>> Begin GIVEN TEXT

I will give you an example, that 14% increase which is especially a 30% increase in brand awareness over a year ago saw 50%-plus percent of that in the Western region itself. We're actually getting more awareness in the West. Our Western region from our on the independent retail partners continues to be the fastest growing part of the Indirect business and our western stores are also growing and comping well, they are just starting with a smaller base. There is a lot of ways we're continuing to focus on building the West. The department store channel is one element in that and as we look at other partners in the future they will continue to be a part of -- that will continue to be a consideration.
- Analyst
Got you. And two more housekeeping questions. I know you cited the addition of luggage as one of the key drivers in the Indirect sales growth number. Can you tell us how much of the Indirect sales growth it contributed and what the Indirect number would be ex- luggage?
- CFO, CAO
You know, I don't have the exact number in front of me. But it is relatively small, so as we talked about before with rolling luggage, what we said on our previous calls was that we were reintroducing it and so, again, that was a category that was licensed.
We've brought that in-house and said that we would relaunch it in a brand-right way, but that it would not be a significant category initially in that we're testing the initial response to it and that over time in future years it would grow to a more meaningful category. It is a relatively small amount of that growth percentage.

>> End GIVEN TEXT

## GOAL 1
Gather every line of the records below that contains the string "sleeve".

>> Begin PROVIDED RECORDS

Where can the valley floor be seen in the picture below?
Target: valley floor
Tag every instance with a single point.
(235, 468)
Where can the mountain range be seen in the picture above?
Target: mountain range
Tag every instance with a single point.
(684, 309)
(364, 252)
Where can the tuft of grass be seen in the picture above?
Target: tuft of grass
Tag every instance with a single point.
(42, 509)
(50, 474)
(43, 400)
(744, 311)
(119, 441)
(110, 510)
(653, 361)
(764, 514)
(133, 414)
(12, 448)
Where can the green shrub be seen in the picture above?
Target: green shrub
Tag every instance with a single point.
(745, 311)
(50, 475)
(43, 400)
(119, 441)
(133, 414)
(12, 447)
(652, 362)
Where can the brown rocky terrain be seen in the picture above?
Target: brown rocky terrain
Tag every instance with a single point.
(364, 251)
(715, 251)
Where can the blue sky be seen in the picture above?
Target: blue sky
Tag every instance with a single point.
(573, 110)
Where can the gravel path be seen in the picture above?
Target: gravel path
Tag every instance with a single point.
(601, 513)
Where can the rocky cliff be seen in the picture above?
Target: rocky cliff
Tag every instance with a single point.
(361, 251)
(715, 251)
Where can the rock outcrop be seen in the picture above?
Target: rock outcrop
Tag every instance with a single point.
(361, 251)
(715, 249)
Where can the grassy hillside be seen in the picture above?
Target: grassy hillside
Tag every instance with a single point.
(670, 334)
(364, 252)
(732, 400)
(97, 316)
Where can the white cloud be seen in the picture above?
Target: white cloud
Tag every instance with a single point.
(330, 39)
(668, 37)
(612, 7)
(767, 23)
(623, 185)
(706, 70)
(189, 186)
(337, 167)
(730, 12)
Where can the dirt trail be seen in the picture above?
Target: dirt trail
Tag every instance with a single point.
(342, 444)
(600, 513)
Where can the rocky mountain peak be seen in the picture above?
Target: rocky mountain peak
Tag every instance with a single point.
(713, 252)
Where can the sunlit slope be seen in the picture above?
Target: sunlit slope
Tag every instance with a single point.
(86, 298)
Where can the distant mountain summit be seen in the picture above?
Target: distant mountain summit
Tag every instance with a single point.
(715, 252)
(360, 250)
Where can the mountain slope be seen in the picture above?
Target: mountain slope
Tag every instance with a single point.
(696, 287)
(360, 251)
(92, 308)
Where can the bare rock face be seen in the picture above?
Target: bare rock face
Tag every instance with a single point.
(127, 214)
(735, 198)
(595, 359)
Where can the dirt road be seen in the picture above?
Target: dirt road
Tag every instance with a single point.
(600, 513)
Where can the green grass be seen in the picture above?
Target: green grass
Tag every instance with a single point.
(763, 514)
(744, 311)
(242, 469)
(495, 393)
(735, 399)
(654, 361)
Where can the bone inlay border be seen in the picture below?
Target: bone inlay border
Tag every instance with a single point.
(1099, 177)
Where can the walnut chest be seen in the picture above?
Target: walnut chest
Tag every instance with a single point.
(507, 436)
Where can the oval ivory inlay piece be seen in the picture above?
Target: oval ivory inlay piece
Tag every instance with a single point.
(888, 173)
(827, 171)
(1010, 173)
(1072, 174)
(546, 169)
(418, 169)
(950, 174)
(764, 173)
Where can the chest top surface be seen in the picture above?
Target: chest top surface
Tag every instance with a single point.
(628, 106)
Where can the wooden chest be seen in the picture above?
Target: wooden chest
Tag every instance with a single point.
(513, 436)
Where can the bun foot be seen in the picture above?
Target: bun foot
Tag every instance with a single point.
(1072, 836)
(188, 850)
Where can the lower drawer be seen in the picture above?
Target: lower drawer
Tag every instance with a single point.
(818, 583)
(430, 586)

>> End PROVIDED RECORDS
>> Begin PROVIDED RECORDS

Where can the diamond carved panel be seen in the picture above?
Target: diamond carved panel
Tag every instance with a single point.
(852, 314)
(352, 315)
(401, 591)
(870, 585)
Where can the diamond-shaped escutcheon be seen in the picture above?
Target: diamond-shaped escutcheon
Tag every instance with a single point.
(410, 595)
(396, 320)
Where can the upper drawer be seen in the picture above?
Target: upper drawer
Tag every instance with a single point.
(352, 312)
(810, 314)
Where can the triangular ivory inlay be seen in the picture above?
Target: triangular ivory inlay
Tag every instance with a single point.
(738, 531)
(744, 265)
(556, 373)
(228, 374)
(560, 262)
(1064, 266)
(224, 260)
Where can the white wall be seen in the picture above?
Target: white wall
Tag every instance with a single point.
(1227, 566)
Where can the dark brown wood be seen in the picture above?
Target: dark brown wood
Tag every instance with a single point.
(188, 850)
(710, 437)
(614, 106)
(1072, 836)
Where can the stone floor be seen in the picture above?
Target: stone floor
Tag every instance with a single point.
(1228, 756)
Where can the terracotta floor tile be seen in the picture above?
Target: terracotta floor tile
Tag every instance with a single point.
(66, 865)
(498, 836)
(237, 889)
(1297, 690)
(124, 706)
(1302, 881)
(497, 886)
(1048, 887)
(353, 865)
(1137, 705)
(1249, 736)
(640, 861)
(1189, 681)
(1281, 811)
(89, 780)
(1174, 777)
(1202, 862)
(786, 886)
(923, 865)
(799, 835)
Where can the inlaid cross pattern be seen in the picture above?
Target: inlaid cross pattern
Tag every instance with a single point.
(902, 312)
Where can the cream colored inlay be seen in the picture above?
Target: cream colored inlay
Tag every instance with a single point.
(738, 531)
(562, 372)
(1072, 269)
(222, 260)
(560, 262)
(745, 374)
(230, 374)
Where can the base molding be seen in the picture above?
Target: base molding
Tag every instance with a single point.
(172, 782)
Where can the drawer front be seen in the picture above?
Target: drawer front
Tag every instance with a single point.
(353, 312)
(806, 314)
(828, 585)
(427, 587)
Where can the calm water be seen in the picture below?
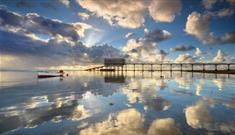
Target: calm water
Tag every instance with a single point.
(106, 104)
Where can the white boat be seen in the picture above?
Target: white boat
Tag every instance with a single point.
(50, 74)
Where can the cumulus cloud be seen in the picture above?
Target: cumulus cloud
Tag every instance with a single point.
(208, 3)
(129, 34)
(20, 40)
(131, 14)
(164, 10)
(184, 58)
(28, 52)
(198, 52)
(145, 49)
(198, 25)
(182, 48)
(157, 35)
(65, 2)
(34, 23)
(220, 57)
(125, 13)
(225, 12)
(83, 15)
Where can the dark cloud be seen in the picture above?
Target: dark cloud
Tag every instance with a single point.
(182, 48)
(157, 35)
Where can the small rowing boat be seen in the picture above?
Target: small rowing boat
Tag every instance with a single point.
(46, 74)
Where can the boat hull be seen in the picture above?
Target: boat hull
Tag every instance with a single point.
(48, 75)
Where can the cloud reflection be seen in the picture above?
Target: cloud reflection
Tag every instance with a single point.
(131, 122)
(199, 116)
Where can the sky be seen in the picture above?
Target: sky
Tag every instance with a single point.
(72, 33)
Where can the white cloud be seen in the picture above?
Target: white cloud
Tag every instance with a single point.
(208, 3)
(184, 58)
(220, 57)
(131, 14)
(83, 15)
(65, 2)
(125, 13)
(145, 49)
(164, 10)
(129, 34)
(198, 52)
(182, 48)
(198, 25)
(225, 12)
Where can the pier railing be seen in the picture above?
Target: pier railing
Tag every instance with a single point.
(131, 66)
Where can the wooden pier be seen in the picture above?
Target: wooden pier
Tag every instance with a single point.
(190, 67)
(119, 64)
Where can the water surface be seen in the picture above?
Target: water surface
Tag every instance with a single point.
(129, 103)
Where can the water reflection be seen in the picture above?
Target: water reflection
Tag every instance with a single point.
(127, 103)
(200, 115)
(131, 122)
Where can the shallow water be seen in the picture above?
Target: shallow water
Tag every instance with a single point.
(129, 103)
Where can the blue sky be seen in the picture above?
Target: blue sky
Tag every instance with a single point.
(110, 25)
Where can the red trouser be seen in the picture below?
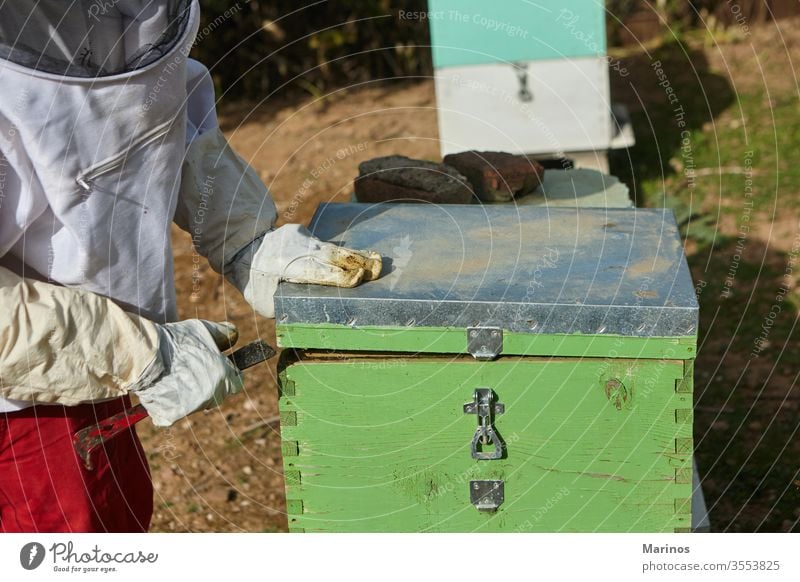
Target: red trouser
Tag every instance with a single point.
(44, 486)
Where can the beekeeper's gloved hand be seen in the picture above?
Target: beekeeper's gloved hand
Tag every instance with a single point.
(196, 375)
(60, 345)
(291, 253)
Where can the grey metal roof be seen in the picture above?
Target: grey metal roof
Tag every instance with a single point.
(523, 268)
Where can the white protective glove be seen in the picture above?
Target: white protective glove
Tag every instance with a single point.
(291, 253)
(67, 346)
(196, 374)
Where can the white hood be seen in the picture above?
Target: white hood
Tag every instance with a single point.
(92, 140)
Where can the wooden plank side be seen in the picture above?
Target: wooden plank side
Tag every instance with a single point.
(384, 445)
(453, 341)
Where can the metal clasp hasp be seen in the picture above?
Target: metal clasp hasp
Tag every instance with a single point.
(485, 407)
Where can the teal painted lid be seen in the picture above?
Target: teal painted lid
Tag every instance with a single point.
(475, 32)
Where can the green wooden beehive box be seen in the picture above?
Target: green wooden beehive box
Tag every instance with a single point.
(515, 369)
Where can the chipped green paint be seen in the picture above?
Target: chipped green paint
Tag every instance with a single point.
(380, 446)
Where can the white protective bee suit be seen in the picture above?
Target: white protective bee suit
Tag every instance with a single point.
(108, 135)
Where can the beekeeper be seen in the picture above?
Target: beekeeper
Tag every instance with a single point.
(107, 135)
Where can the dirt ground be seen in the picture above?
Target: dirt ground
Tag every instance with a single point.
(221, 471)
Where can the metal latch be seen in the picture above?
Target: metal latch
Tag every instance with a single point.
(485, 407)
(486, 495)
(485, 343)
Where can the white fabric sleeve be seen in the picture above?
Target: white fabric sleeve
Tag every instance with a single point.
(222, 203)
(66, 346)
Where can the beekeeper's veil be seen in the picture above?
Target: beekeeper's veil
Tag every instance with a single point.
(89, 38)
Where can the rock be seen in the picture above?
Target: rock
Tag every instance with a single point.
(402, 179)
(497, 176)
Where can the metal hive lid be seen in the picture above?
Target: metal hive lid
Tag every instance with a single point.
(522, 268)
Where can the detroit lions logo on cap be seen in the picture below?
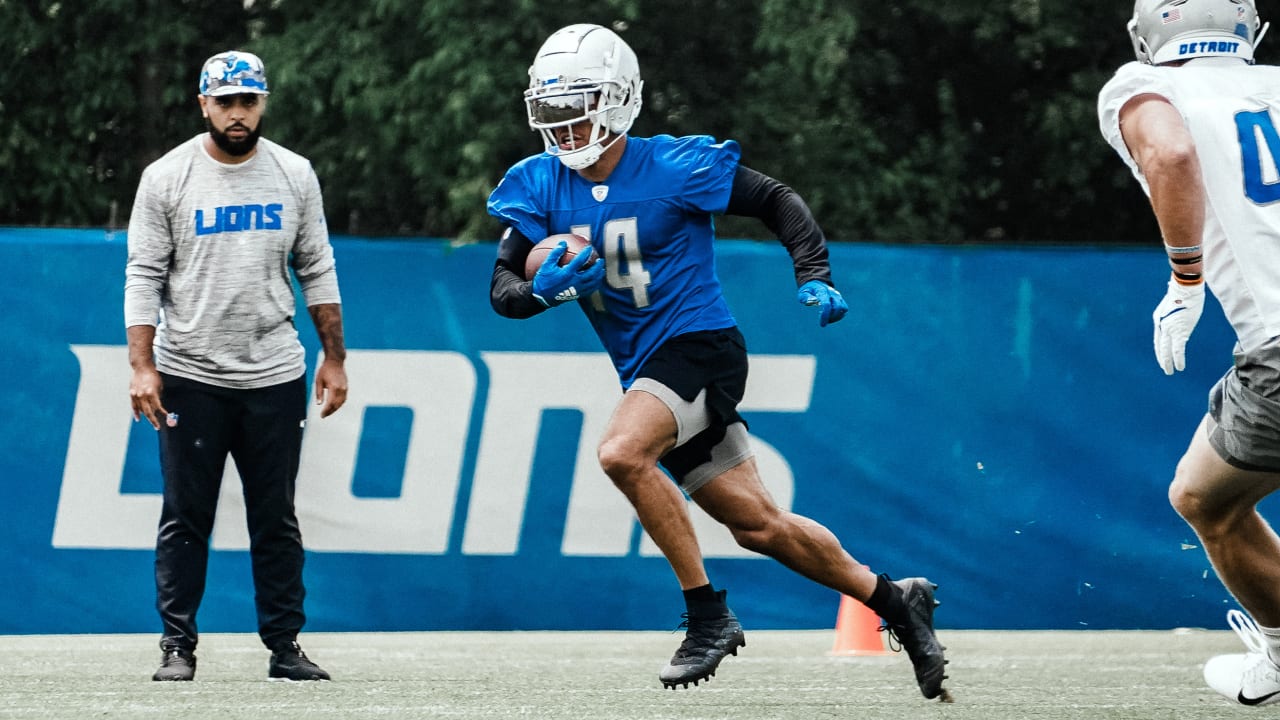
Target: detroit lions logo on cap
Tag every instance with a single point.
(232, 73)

>> End PROVIDED RECORDS

## GOAL 2
Answer these questions from the earnings call excerpt above:
(a) Which region's independent retail partners are the fastest-growing part of the Indirect business?
(b) Which product category had been licensed before it was brought back in-house?
(c) How does the CFO describe the luggage category's share of the Indirect sales growth?

## FULL OUTPUT 1
Where can the white fabric sleeve be seen in the picture above?
Target: white fabric sleeve

## FULL OUTPUT 2
(a) The Western region.
(b) Rolling luggage.
(c) As a relatively small amount of that growth percentage.